:: Instructions to follow ::
Quote each line exactly, from the line that contains "strut in the photo above." down to the last line of the listing, and no other lines.
---- Data shown
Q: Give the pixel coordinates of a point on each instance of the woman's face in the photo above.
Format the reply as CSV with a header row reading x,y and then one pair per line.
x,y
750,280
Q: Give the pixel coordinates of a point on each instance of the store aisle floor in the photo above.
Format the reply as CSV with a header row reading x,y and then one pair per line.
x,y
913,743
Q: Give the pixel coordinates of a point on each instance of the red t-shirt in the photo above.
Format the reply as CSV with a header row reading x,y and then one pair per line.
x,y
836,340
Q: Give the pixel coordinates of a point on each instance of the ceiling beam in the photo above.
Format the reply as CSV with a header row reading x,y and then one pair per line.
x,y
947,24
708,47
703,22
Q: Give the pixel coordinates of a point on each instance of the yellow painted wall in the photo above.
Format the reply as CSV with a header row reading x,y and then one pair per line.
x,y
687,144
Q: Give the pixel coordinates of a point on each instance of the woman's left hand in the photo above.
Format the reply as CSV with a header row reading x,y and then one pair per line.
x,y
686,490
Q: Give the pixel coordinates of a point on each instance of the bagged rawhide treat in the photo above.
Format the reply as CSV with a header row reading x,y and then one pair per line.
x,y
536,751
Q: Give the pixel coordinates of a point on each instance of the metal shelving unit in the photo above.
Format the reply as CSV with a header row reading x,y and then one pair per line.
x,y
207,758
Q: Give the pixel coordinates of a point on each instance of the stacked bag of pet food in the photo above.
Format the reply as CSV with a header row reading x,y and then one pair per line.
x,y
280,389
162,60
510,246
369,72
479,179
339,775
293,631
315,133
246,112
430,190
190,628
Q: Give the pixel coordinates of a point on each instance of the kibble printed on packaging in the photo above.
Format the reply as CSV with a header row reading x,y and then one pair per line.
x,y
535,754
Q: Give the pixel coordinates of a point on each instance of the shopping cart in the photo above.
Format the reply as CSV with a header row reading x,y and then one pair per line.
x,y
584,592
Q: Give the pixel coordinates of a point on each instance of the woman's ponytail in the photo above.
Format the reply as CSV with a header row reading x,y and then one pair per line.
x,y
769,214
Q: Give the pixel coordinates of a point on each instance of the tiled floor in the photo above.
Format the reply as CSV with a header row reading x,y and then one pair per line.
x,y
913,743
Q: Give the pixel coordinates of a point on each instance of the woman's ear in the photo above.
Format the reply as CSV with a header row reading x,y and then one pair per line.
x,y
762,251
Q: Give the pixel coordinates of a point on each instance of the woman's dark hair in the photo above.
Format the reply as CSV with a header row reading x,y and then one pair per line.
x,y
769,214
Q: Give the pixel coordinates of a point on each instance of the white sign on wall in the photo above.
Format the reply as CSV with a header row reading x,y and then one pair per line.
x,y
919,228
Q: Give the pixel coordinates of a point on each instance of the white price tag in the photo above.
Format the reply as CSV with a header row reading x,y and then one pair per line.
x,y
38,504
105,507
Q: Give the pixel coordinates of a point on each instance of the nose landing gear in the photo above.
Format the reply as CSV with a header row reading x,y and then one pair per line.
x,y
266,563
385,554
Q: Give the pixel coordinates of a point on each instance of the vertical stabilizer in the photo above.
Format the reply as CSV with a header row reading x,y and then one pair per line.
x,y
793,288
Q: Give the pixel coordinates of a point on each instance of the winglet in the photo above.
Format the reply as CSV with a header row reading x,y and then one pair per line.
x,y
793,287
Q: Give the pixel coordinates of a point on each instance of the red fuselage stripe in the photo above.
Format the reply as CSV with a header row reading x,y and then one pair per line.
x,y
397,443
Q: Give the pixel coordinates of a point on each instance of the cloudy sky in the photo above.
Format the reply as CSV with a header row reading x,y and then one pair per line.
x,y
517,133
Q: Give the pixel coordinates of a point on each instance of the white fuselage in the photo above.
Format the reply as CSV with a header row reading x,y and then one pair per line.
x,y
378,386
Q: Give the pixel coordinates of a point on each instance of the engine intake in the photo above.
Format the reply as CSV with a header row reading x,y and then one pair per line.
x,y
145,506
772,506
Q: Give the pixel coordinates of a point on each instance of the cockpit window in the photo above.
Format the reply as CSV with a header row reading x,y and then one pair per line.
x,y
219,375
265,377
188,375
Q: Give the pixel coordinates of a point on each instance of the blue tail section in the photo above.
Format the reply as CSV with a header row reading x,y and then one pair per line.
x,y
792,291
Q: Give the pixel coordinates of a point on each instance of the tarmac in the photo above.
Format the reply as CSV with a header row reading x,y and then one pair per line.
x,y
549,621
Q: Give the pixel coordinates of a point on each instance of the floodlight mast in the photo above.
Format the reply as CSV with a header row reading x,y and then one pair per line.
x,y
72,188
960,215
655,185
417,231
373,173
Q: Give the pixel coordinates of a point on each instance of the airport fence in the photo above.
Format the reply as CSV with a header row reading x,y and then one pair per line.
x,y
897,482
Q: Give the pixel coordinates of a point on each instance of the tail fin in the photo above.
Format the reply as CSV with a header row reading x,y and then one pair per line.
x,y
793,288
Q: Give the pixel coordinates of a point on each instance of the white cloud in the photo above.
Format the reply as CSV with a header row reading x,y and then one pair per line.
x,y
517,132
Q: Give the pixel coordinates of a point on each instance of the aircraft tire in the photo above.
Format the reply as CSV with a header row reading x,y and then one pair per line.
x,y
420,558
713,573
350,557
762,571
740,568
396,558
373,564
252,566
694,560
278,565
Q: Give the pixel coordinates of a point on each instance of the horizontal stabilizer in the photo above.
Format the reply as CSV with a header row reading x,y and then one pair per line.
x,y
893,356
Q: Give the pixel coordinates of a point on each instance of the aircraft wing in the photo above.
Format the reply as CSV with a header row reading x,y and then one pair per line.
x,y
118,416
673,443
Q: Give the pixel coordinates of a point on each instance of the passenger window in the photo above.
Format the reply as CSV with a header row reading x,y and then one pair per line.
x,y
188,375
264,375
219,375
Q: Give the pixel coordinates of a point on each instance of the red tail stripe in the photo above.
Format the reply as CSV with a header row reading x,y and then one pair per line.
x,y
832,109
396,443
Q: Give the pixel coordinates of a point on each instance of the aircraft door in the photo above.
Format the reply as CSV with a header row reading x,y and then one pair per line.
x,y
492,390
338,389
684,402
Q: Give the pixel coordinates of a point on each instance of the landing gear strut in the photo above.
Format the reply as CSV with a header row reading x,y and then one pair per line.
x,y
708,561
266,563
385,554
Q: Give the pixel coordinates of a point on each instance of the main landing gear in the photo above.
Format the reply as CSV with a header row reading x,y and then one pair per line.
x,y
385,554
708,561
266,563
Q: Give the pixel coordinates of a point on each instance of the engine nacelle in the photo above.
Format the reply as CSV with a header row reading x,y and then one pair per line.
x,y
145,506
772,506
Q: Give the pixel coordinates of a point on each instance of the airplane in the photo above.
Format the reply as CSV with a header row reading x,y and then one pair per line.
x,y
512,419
--------
:: Final result ::
Q: Give the pixel coordinates of a point on each instance of the landing gear strut in the photo above.
Format the reply as CSV with a header row reading x,y and then one pair per line.
x,y
708,561
266,563
385,554
Q: Give the pixel coordinates of a point on each instance of the main landing gear in the photo above.
Format the reply as CSV with a header row reading x,y and then one pair per line.
x,y
385,554
708,561
266,563
Q: Give the pixel coordinates of a point on each instance of the engine nacelle in the photo above.
Format the reply as CSV with a header row reading x,y and then one pair per line.
x,y
145,506
772,506
Q: Give the pixel coordinates of a point on each instance of the airplane in the photo above.
Format the reply as CSV with a header row reading x,y and then one pair per line.
x,y
512,419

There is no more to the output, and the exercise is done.